PROMPT
Please set out every line of the records below as a Markdown table with two columns, Row and Line, numbering the rows and leaving out blank lines.

SUPPLIED DATA
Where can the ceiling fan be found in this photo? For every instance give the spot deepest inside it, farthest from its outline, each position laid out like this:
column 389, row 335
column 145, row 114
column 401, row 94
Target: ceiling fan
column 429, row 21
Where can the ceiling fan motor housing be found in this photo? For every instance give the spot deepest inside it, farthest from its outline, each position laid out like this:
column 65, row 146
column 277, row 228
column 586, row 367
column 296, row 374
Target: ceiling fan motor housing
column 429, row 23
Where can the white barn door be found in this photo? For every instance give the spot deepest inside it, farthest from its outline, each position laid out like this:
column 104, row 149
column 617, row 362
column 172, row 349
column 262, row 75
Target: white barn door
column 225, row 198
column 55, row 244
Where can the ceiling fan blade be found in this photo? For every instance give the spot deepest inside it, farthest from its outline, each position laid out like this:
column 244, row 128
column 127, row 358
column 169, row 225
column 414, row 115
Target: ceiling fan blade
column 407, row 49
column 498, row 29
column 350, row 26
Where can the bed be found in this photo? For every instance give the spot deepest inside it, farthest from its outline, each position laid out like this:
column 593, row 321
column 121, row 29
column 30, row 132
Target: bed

EXERCISE RESULT
| Row | Line |
|---|---|
| 1 | Where can the ceiling fan be found in this photo? For every instance give the spot deepest inside it, farthest from its outline, each position laid out like this: |
| 2 | column 389, row 335 |
| 3 | column 145, row 114 |
| 4 | column 401, row 94 |
| 5 | Target: ceiling fan |
| 6 | column 429, row 21 |
| 7 | Where can the ceiling fan motor housing be found in this photo? For every instance give the spot deepest inside it, farthest from its outline, each position laid out like this: |
| 8 | column 65, row 146 |
| 9 | column 277, row 228 |
| 10 | column 586, row 367 |
| 11 | column 296, row 374 |
| 12 | Target: ceiling fan motor housing |
| 13 | column 429, row 23 |
| 14 | Where can the white barn door be found in this photo? For every instance give the spot deepest inside it, farthest from its outline, each position laid out like this: |
| 15 | column 104, row 149 |
| 16 | column 617, row 362 |
| 17 | column 172, row 349 |
| 18 | column 262, row 75 |
| 19 | Target: white barn door |
| 20 | column 225, row 198 |
| 21 | column 55, row 244 |
| 22 | Where can the ceiling fan blade be found in this photo? For every instance give the spot deepest inside it, farthest from its outline, each position laid out like this: |
| 23 | column 244, row 128 |
| 24 | column 127, row 358 |
| 25 | column 169, row 225 |
| 26 | column 414, row 115 |
| 27 | Target: ceiling fan blade |
| 28 | column 407, row 49 |
| 29 | column 498, row 29 |
| 30 | column 350, row 26 |
| 31 | Where can the bed be found in this photo? For every instance give the spot deepest inside it, farthest from its outline, each position laid out like this: |
| 32 | column 593, row 321 |
| 33 | column 121, row 29 |
| 34 | column 30, row 132 |
| 35 | Target: bed |